─── Excerpted data

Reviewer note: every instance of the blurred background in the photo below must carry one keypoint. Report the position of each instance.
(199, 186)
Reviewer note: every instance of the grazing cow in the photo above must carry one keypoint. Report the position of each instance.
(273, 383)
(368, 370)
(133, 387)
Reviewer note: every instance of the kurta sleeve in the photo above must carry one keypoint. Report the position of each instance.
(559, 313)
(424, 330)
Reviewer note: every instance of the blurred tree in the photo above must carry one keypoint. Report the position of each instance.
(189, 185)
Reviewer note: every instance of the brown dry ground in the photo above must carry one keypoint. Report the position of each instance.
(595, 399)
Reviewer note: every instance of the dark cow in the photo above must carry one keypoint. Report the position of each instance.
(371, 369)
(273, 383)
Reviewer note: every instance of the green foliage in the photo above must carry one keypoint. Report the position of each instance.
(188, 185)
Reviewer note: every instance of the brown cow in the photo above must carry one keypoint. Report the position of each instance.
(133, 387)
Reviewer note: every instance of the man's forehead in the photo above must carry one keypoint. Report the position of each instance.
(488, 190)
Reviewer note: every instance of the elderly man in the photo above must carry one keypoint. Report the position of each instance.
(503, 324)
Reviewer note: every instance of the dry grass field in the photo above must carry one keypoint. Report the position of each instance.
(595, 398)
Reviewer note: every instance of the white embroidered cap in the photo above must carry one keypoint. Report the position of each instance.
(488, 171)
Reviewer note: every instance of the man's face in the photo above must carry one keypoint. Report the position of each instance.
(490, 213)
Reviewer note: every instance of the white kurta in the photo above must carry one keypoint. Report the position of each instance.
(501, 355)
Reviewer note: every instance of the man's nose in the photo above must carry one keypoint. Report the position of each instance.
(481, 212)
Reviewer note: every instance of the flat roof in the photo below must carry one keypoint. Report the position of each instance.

──────

● What is expected
Recopy the entries above in their entirety, exactly.

● Result of this exercise
Reviewer note: every instance of the blurred background in the photo below must carry one keypoint. Report the position of each instance.
(199, 186)
Reviewer note: every instance of the grazing cow in the photo above must carry one keypoint. Report the position of each instance.
(273, 383)
(368, 370)
(133, 387)
Reviewer note: every instance of the kurta sleeve in the photo above must carry one keypoint. Report the position of each instance.
(559, 313)
(424, 330)
Reviewer note: every instance of the blurred tree in the photo above must carry one keypoint. Report the position of each instance.
(189, 185)
Reviewer note: every instance of the brown dry ground in the photo above must carry one keypoint. Report the position of each instance.
(595, 399)
Reviewer note: every instance of the dark cow in the photo above must carry one keypoint. Report the position of each instance.
(371, 369)
(273, 383)
Reviewer note: every instance of the green foliage in the photo above must carry one keypoint. Report the position of each instance.
(188, 185)
Reviewer note: every instance of the brown cow in the photo above must carry one keypoint. Report the position of each instance.
(133, 387)
Reviewer note: every instance of the man's forehead in the photo above must carry one keypoint. Report the position of each instance.
(488, 190)
Reviewer note: every instance of the elderly man in the photo above must carry one keypoint. Report the position of each instance.
(503, 324)
Reviewer note: every instance of the dry grass field in the photo above must carry one keypoint. Report the position of each instance.
(595, 398)
Reviewer note: every instance of the white embroidered cap in the photo above must carry one keypoint. Report the position of each instance.
(488, 171)
Reviewer note: every instance of the man's face in the photo above must carry one keypoint. Report the position of each instance.
(490, 213)
Reviewer note: every instance of the white kurta in the photo above must carry one keypoint. Report the position of each instance.
(501, 355)
Reviewer note: every instance of the man's nose in the photo above must carry one keypoint. Report the position of each instance.
(481, 212)
Reviewer note: every instance of the flat roof in the photo below must carry one keypoint. Report the position of each instance.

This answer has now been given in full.